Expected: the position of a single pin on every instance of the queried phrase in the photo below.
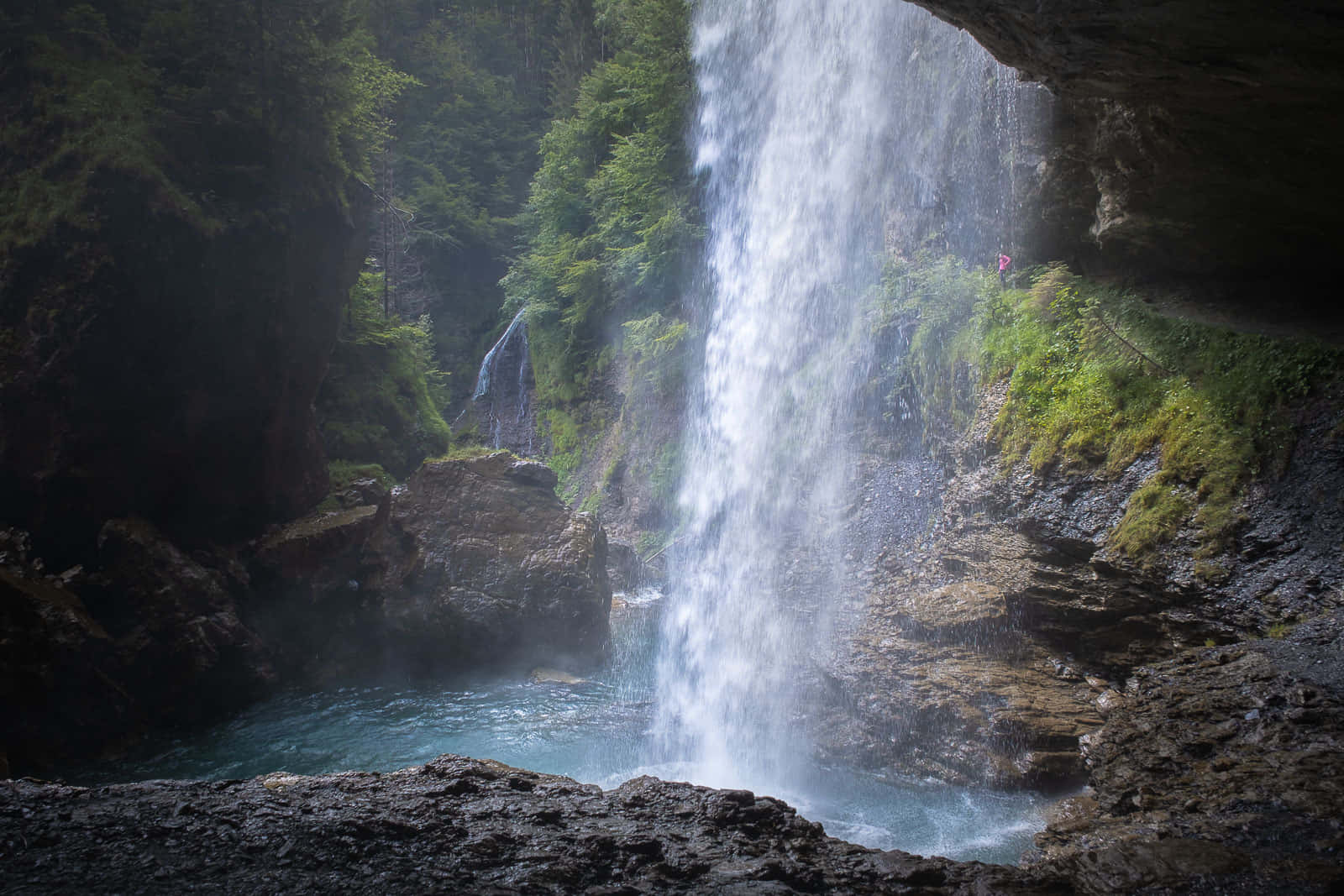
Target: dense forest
(213, 176)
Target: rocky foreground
(1215, 773)
(454, 825)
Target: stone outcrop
(1195, 144)
(454, 825)
(988, 649)
(474, 563)
(470, 563)
(91, 660)
(486, 564)
(1223, 765)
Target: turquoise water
(593, 731)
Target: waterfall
(826, 132)
(504, 390)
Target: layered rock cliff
(474, 563)
(1196, 145)
(1000, 637)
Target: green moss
(1097, 379)
(1278, 631)
(1153, 515)
(343, 473)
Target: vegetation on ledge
(1097, 379)
(382, 396)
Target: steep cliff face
(1196, 144)
(159, 374)
(474, 563)
(995, 642)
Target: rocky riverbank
(1215, 773)
(474, 563)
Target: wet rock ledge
(454, 825)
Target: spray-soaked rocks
(474, 562)
(1222, 762)
(454, 825)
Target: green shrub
(382, 396)
(1097, 379)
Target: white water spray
(819, 125)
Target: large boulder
(488, 566)
(1221, 762)
(472, 563)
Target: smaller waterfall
(503, 391)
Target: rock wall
(1195, 145)
(472, 563)
(1005, 633)
(181, 392)
(475, 563)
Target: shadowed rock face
(181, 392)
(472, 563)
(475, 563)
(454, 825)
(1196, 144)
(1220, 762)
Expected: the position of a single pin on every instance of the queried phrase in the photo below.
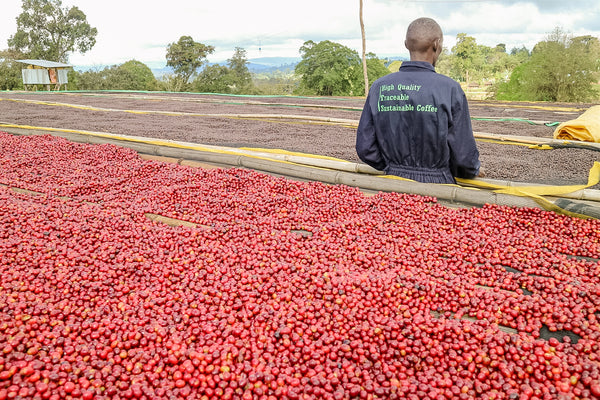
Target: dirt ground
(298, 124)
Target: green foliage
(234, 78)
(241, 78)
(132, 75)
(375, 67)
(329, 69)
(470, 62)
(10, 70)
(394, 66)
(48, 31)
(186, 56)
(562, 68)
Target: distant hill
(261, 65)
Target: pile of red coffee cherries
(279, 289)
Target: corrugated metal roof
(44, 63)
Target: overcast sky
(277, 28)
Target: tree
(241, 78)
(561, 68)
(186, 56)
(329, 69)
(132, 75)
(46, 30)
(468, 57)
(10, 70)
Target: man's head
(424, 40)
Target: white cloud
(133, 30)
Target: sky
(142, 31)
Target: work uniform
(416, 124)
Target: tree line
(560, 68)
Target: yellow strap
(537, 192)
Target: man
(415, 122)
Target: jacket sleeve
(367, 147)
(464, 155)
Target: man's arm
(367, 146)
(464, 155)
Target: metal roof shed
(42, 72)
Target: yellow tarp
(585, 128)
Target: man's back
(416, 122)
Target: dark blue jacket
(416, 124)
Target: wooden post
(364, 43)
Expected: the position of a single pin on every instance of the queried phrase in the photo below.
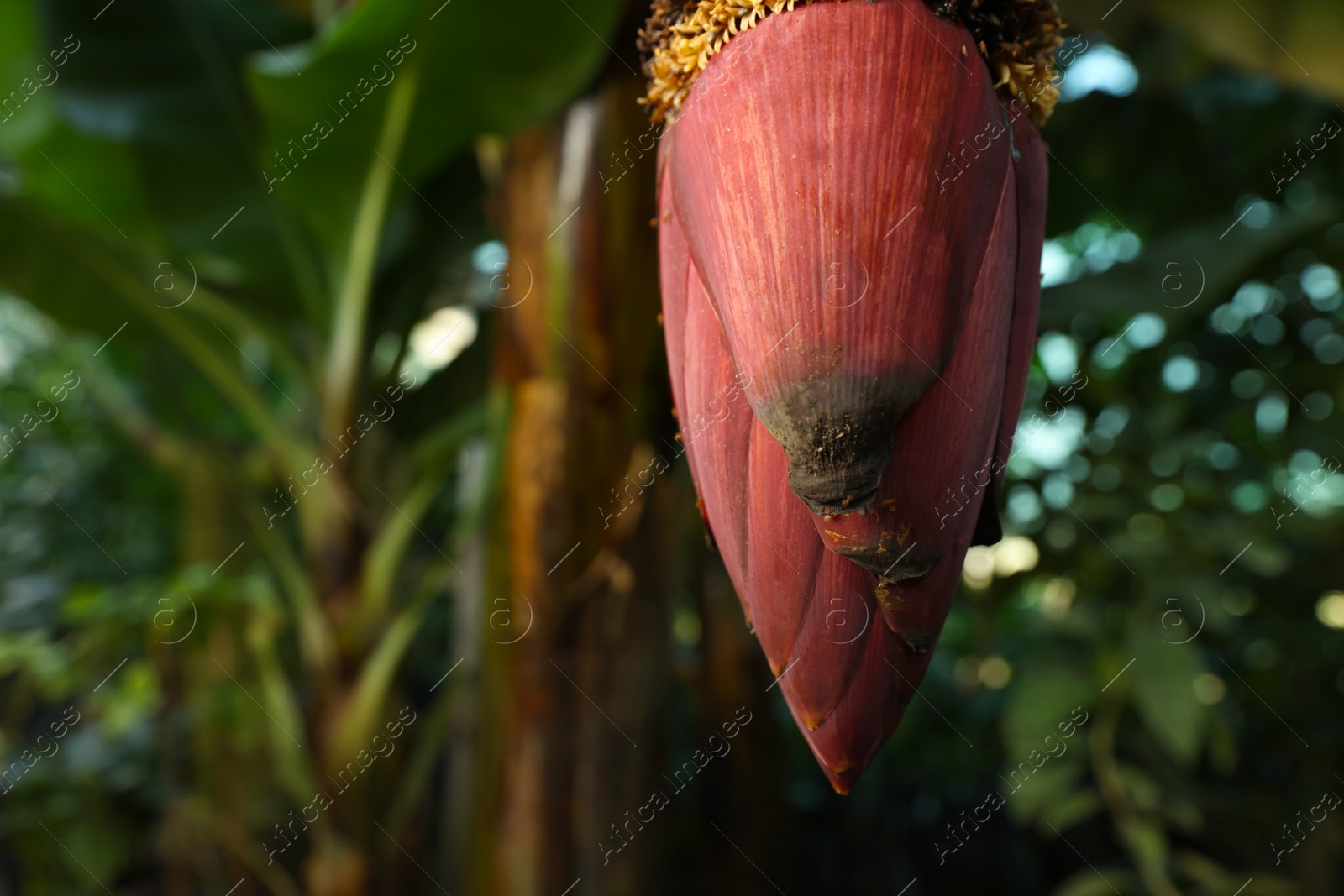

• _Required task_: Count the lines in the records above that contain the string "metal", matching case exactly. Give only the number.

• _Reply to the task_: 2